[Supplied data]
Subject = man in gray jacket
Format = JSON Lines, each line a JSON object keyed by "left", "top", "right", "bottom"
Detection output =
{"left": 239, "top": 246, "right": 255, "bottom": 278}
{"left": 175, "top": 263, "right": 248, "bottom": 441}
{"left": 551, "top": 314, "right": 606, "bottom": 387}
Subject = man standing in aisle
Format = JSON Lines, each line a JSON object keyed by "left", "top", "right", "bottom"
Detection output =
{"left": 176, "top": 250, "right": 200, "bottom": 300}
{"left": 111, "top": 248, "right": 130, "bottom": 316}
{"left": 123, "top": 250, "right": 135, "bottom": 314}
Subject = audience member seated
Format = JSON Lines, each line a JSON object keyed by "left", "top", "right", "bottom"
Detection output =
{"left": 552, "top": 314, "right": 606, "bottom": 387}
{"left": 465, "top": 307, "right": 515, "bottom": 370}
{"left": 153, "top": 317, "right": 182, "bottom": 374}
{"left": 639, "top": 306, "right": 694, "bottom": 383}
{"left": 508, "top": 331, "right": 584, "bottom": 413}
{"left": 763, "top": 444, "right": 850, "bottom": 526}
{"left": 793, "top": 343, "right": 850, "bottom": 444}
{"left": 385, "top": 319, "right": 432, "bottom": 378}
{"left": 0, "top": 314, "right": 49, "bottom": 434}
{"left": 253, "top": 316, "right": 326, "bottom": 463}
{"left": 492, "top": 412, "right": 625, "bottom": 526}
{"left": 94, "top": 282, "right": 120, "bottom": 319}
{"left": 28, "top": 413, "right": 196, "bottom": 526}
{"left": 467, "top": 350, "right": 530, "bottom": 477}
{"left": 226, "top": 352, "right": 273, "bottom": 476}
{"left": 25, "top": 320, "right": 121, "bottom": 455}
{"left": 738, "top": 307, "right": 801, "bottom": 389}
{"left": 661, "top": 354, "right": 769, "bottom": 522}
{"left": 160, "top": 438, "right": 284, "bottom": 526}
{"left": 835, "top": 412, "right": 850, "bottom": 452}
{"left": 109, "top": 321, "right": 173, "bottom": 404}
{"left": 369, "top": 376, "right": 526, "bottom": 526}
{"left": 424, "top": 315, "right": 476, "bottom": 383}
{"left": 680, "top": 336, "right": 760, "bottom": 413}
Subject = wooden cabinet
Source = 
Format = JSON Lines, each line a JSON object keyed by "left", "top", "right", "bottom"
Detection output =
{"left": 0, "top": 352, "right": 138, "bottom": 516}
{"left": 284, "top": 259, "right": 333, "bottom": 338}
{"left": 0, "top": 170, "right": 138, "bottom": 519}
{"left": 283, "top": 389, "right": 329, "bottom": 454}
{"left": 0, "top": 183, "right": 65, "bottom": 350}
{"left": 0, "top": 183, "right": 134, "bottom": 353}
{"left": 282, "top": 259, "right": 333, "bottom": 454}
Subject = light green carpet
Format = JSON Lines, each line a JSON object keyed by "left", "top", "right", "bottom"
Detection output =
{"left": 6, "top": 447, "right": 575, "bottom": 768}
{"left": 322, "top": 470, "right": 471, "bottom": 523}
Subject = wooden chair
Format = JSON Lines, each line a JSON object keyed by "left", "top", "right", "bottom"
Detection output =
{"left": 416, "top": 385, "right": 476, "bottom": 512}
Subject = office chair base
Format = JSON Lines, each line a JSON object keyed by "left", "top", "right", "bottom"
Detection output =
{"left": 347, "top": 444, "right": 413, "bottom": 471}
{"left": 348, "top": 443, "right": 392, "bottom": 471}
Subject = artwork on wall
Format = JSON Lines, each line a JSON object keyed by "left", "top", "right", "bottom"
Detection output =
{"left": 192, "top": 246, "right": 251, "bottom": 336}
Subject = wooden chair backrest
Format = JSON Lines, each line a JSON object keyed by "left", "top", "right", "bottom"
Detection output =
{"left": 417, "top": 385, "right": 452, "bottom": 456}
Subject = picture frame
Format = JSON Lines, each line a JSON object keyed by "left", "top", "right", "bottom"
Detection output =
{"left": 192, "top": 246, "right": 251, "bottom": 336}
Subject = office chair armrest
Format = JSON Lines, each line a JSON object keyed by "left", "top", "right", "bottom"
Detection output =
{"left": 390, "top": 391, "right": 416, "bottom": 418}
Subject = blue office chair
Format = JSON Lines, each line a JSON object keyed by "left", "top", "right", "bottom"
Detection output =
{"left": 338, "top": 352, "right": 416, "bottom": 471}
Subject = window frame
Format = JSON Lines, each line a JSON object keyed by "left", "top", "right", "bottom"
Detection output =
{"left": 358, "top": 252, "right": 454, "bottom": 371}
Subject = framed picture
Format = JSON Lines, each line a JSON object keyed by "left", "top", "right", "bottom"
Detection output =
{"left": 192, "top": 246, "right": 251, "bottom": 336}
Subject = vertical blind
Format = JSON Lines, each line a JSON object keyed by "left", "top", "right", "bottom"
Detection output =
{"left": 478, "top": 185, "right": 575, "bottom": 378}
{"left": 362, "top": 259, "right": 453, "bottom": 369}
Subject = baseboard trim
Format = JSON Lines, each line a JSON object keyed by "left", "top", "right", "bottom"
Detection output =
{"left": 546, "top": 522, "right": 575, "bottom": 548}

[Requirement] Each of the lines above should be printed again precisely as it reads.

[Reply to the task]
Subject = man in gray jacket
Format = JSON Lines, each line a JSON object keyed by "left", "top", "right", "bottom"
Detection output =
{"left": 239, "top": 246, "right": 255, "bottom": 278}
{"left": 175, "top": 263, "right": 248, "bottom": 441}
{"left": 551, "top": 314, "right": 606, "bottom": 387}
Subject = man standing in aisle
Format = JSON Lines, each line a JSON object keyed by "left", "top", "right", "bottom"
Detection output =
{"left": 176, "top": 250, "right": 200, "bottom": 300}
{"left": 111, "top": 248, "right": 130, "bottom": 316}
{"left": 123, "top": 250, "right": 135, "bottom": 314}
Subject = audience member seated
Format = JSON Lines, each line a JSON object keyed by "left", "top", "right", "bottom"
Detection output =
{"left": 552, "top": 314, "right": 606, "bottom": 387}
{"left": 465, "top": 307, "right": 515, "bottom": 370}
{"left": 153, "top": 317, "right": 182, "bottom": 374}
{"left": 639, "top": 306, "right": 694, "bottom": 383}
{"left": 508, "top": 331, "right": 584, "bottom": 413}
{"left": 763, "top": 444, "right": 850, "bottom": 526}
{"left": 793, "top": 343, "right": 850, "bottom": 444}
{"left": 385, "top": 319, "right": 432, "bottom": 378}
{"left": 0, "top": 314, "right": 49, "bottom": 434}
{"left": 253, "top": 316, "right": 326, "bottom": 463}
{"left": 492, "top": 412, "right": 625, "bottom": 526}
{"left": 94, "top": 282, "right": 120, "bottom": 319}
{"left": 28, "top": 413, "right": 196, "bottom": 526}
{"left": 467, "top": 350, "right": 530, "bottom": 477}
{"left": 226, "top": 352, "right": 273, "bottom": 476}
{"left": 25, "top": 320, "right": 121, "bottom": 455}
{"left": 738, "top": 307, "right": 801, "bottom": 389}
{"left": 661, "top": 354, "right": 769, "bottom": 522}
{"left": 160, "top": 438, "right": 284, "bottom": 526}
{"left": 835, "top": 412, "right": 850, "bottom": 452}
{"left": 109, "top": 321, "right": 173, "bottom": 404}
{"left": 369, "top": 376, "right": 526, "bottom": 526}
{"left": 424, "top": 315, "right": 476, "bottom": 383}
{"left": 680, "top": 336, "right": 760, "bottom": 413}
Subject = wooden cabinet
Source = 
Format = JSON Lines, each line a JSON object keyed by "left", "top", "right", "bottom"
Detection output =
{"left": 0, "top": 352, "right": 138, "bottom": 516}
{"left": 284, "top": 259, "right": 333, "bottom": 338}
{"left": 0, "top": 170, "right": 138, "bottom": 519}
{"left": 283, "top": 389, "right": 329, "bottom": 454}
{"left": 0, "top": 183, "right": 65, "bottom": 350}
{"left": 0, "top": 183, "right": 134, "bottom": 353}
{"left": 282, "top": 259, "right": 333, "bottom": 454}
Subject = light green carpet
Format = JSON Lines, each line a JSON object keyed by "left", "top", "right", "bottom"
Detection output =
{"left": 6, "top": 447, "right": 575, "bottom": 768}
{"left": 322, "top": 470, "right": 471, "bottom": 523}
Subject = wooden chair
Format = JSON Lines, each line a JSON object keyed by "left", "top", "right", "bottom"
Detection output =
{"left": 416, "top": 385, "right": 476, "bottom": 512}
Subject = office chair base
Format = JSON Lines, each line a JSON object keyed by "left", "top", "right", "bottom"
Detection output =
{"left": 347, "top": 444, "right": 413, "bottom": 471}
{"left": 348, "top": 443, "right": 392, "bottom": 471}
Subject = artwork on wall
Format = JSON Lines, each line a JSON object keyed by "left", "top", "right", "bottom"
Detection output =
{"left": 192, "top": 246, "right": 251, "bottom": 336}
Subject = wooden chair backrest
Format = JSON Lines, each line a JSON object keyed by "left", "top", "right", "bottom"
Detection output =
{"left": 417, "top": 385, "right": 452, "bottom": 456}
Subject = picture frame
Format = JSON Lines, each line a JSON object keyed by "left", "top", "right", "bottom"
Detection output =
{"left": 192, "top": 246, "right": 251, "bottom": 336}
Subject = office chair armrest
Format = JSON Lines, each line a JSON object keyed by "left", "top", "right", "bottom"
Detection output =
{"left": 390, "top": 391, "right": 416, "bottom": 418}
Subject = blue office chair
Format = JSON Lines, each line a JSON object keyed by "left", "top", "right", "bottom"
Detection output =
{"left": 338, "top": 352, "right": 416, "bottom": 471}
Subject = window frame
Format = JSON Lines, each line a JSON object keyed by "left", "top", "right", "bottom"
Detection output =
{"left": 358, "top": 252, "right": 454, "bottom": 371}
Subject = framed picture
Format = JSON Lines, each line a JSON object keyed by "left", "top", "right", "bottom"
Detection output =
{"left": 192, "top": 246, "right": 251, "bottom": 336}
Subject = vertical blind
Format = JSON Lines, each line a JSON object keyed by "left", "top", "right", "bottom"
Detection output =
{"left": 478, "top": 185, "right": 575, "bottom": 378}
{"left": 362, "top": 259, "right": 453, "bottom": 369}
Subject = baseboard trim
Format = JSON Lines, each line a JSON object keyed by "left", "top", "right", "bottom"
Detection output =
{"left": 546, "top": 522, "right": 575, "bottom": 548}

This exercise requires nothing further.